**Detection examples**
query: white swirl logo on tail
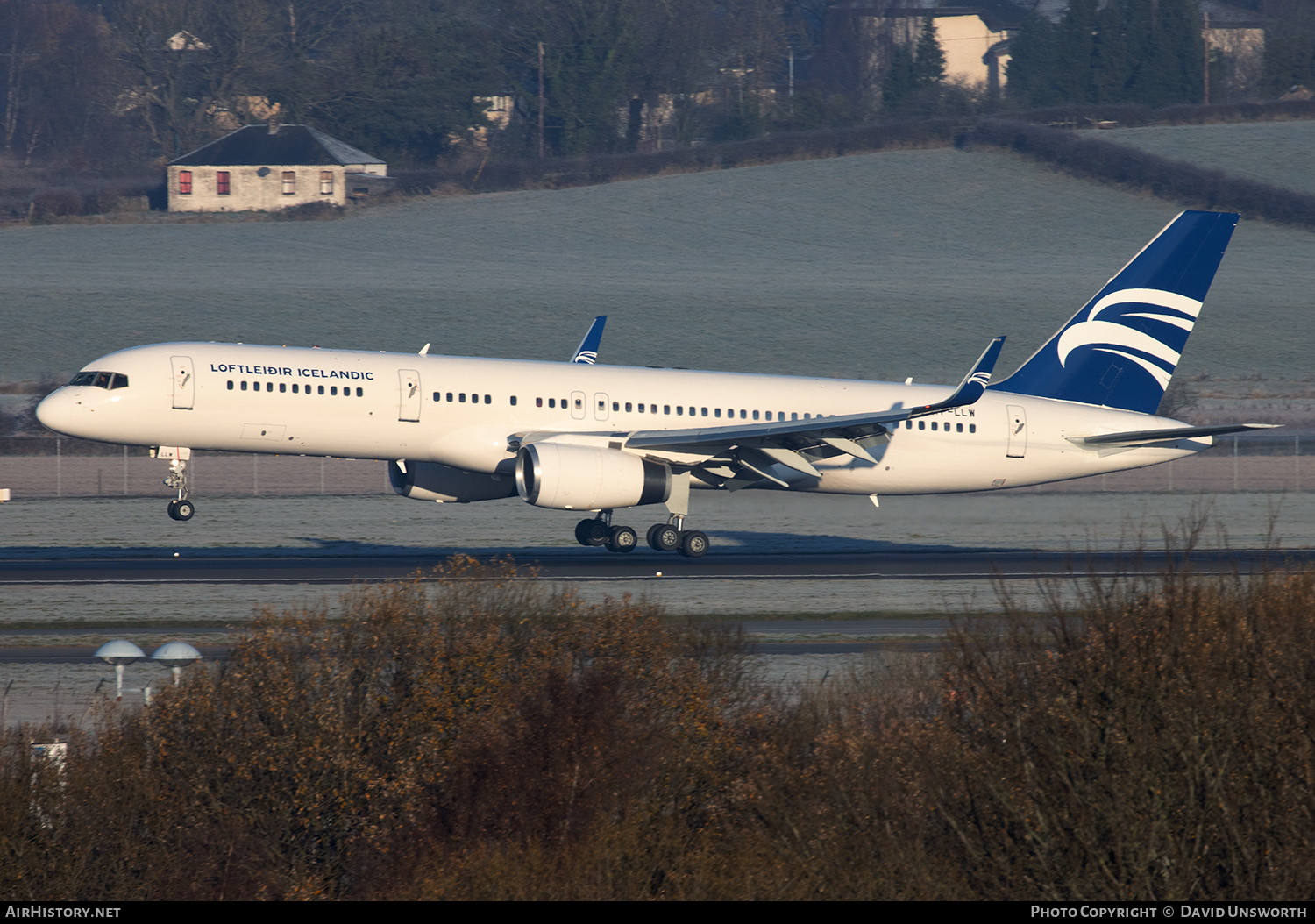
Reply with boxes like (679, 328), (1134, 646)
(1056, 289), (1201, 387)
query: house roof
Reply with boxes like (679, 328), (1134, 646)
(170, 124), (386, 167)
(881, 0), (1027, 32)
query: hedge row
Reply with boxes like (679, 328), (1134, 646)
(387, 118), (955, 193)
(965, 119), (1315, 227)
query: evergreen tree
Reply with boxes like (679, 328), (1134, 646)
(913, 13), (946, 88)
(881, 42), (917, 113)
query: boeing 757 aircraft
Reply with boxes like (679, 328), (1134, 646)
(37, 211), (1264, 558)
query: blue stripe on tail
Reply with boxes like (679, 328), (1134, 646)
(991, 211), (1238, 414)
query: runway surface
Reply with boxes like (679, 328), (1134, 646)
(0, 548), (1315, 585)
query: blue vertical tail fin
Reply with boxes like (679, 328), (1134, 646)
(991, 211), (1238, 414)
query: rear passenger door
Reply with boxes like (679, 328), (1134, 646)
(397, 369), (420, 422)
(170, 356), (196, 410)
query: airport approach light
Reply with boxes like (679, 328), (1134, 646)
(152, 642), (202, 686)
(96, 639), (146, 702)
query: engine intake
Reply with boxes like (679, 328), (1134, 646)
(515, 443), (671, 510)
(388, 461), (515, 503)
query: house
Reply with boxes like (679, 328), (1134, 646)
(885, 3), (1023, 95)
(168, 119), (394, 211)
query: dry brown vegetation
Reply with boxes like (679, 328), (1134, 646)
(0, 551), (1315, 900)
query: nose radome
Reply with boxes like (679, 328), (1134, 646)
(37, 387), (74, 434)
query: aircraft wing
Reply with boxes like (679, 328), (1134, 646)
(571, 314), (608, 366)
(1070, 423), (1283, 447)
(625, 337), (1005, 490)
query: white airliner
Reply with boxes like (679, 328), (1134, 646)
(37, 211), (1264, 558)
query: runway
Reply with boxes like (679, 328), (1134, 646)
(0, 548), (1315, 585)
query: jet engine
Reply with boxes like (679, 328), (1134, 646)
(388, 461), (515, 503)
(515, 443), (671, 510)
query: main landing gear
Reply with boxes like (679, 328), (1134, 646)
(152, 445), (196, 522)
(576, 510), (710, 558)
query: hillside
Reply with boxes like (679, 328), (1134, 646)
(0, 146), (1311, 381)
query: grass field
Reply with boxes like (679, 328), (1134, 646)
(0, 144), (1312, 382)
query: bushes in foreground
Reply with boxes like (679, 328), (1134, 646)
(0, 551), (1315, 900)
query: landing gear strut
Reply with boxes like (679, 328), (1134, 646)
(576, 510), (639, 552)
(152, 445), (196, 522)
(576, 472), (710, 558)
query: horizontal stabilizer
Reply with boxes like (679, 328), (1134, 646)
(914, 337), (1005, 416)
(1070, 423), (1283, 445)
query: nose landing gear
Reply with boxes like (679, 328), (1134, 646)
(152, 445), (196, 522)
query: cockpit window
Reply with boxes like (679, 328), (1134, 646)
(68, 372), (128, 389)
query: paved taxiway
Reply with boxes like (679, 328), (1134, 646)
(0, 548), (1315, 585)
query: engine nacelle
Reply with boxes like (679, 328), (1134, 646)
(515, 443), (671, 510)
(388, 461), (515, 503)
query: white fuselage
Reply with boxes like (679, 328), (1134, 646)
(39, 343), (1212, 494)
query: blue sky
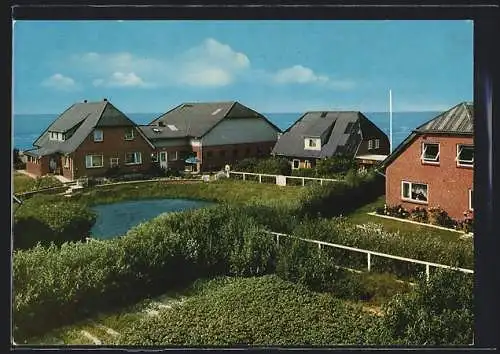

**WHAT TO WORK ON**
Write out everything from the line containing "query: paved taxiway" down to the end of the records, requests included, and increase every coordinate in the answers by 97 while keeping the format samples in the requests unchanged. Leave the pictures out.

**ANSWER**
query: paved taxiway
Reply with boxes like (679, 328), (1134, 646)
(97, 645), (1412, 682)
query: engine nacelle
Reply with boxes like (679, 328), (1134, 646)
(612, 540), (768, 607)
(485, 558), (612, 600)
query: white fuselage
Reply with boxes like (679, 328), (1134, 646)
(136, 440), (1309, 591)
query: blue sky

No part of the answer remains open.